→ **Goal of the exercise**
The full set of records must be set down verbatim.

Dataset entries
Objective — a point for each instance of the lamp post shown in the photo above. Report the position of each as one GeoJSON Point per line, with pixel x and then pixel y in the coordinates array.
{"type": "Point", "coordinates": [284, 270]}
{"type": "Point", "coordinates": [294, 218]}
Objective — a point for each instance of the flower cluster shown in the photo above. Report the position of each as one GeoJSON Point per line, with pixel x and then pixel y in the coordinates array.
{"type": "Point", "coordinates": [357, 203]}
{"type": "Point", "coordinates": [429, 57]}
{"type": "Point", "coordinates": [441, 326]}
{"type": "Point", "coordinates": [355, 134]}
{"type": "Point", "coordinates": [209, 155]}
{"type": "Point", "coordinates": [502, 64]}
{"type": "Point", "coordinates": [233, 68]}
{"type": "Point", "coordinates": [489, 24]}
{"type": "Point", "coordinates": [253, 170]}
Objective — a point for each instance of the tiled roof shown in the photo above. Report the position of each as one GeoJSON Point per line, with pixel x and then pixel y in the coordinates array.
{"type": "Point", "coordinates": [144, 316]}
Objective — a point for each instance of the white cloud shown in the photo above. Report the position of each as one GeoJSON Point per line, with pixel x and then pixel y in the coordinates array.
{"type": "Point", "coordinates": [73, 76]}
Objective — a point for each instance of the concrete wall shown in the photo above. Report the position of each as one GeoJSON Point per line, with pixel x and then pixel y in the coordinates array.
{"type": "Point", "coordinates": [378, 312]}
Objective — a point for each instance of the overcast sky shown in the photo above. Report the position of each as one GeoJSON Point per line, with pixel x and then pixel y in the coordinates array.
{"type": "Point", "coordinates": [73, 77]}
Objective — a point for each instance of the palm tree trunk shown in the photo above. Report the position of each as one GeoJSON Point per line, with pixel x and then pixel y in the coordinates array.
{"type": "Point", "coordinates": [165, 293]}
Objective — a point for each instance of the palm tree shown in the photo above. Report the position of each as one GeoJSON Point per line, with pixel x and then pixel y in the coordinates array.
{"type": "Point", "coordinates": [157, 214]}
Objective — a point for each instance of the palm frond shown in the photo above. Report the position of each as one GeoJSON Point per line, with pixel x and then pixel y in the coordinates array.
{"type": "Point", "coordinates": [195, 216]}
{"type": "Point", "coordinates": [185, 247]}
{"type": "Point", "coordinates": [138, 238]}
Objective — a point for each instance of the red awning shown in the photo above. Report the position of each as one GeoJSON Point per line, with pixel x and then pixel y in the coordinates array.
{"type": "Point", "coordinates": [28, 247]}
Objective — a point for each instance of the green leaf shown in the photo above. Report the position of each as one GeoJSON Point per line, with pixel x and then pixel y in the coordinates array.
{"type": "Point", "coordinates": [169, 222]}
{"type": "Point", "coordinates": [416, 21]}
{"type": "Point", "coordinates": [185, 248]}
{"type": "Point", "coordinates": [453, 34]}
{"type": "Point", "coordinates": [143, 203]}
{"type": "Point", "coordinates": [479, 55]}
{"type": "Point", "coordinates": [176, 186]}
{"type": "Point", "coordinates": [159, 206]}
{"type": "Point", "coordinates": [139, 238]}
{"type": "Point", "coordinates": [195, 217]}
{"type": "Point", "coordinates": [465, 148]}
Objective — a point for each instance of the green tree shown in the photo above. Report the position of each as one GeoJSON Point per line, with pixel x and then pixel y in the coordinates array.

→ **Reply to the exercise**
Objective — a point for each instance of the lamp post shown in the photo above. Report the position of each as one GeoJSON Point per line, with pixel x and then pixel y in the coordinates array.
{"type": "Point", "coordinates": [284, 270]}
{"type": "Point", "coordinates": [294, 218]}
Objective — a point for each instance of the flower cluster shown in the photo above. Report the position of each as one GeoJSON Point per line, with pixel x and then pixel y in the coordinates array.
{"type": "Point", "coordinates": [357, 203]}
{"type": "Point", "coordinates": [429, 57]}
{"type": "Point", "coordinates": [441, 326]}
{"type": "Point", "coordinates": [355, 134]}
{"type": "Point", "coordinates": [209, 155]}
{"type": "Point", "coordinates": [502, 64]}
{"type": "Point", "coordinates": [233, 68]}
{"type": "Point", "coordinates": [489, 24]}
{"type": "Point", "coordinates": [253, 170]}
Objective — a point for each instance of the tiled roof shown in the photo above. Report the position of each as one GeoJSON Point per line, with pixel x and then pixel y in the coordinates array.
{"type": "Point", "coordinates": [144, 316]}
Objective — a point for each instance of the white cloud shown in the photo above. Report the position of each as one GeoJSON Point per line, with pixel x and then pixel y in the coordinates array.
{"type": "Point", "coordinates": [73, 76]}
Objective — a point for each instance of the concrete wall shown in the photo above. Report the position of each as one GeoJSON Point per line, with pixel x and then pixel y in the coordinates array.
{"type": "Point", "coordinates": [378, 312]}
Objective — a point for each instance of the overcast sky shown in the photo above. Report the position of each as one GeoJSON Point per line, with pixel x and then pixel y in the coordinates array.
{"type": "Point", "coordinates": [73, 77]}
Objective — a point for each instance of the palm tree trunk shown in the photo above. Report the position of each as one GeoJSON Point per line, with pixel x and then pixel y in the coordinates array.
{"type": "Point", "coordinates": [165, 293]}
Objective — a point for each instance of the palm tree shown in the photo above. Report the position of each as one GeoJSON Point per line, with pixel x and then pixel y in the coordinates array.
{"type": "Point", "coordinates": [157, 214]}
Objective — a point for each instance of the palm frond shown in the photo above. Report the position of each as one GeoJSON Point per line, with pixel x and then pixel y in the coordinates array.
{"type": "Point", "coordinates": [195, 216]}
{"type": "Point", "coordinates": [185, 247]}
{"type": "Point", "coordinates": [138, 238]}
Objective — a point for each instance of the red awning shown in the photo above. Report the position of each as one GeoJSON Point per line, with pixel x and then pixel y in the coordinates array.
{"type": "Point", "coordinates": [28, 247]}
Objective — a point for each instance of the green leaf shown in the photo above. Report the position of each as one GeoJSON Point per line, with pixel x and then pixel y in the coordinates array.
{"type": "Point", "coordinates": [169, 222]}
{"type": "Point", "coordinates": [416, 21]}
{"type": "Point", "coordinates": [185, 248]}
{"type": "Point", "coordinates": [453, 34]}
{"type": "Point", "coordinates": [143, 203]}
{"type": "Point", "coordinates": [479, 55]}
{"type": "Point", "coordinates": [176, 186]}
{"type": "Point", "coordinates": [159, 206]}
{"type": "Point", "coordinates": [139, 238]}
{"type": "Point", "coordinates": [195, 217]}
{"type": "Point", "coordinates": [465, 148]}
Objective — a point for each instance of the green tree shown in the photo above. Report the position of each as one GeoJSON Point per line, with pixel x and then pixel y in the coordinates array.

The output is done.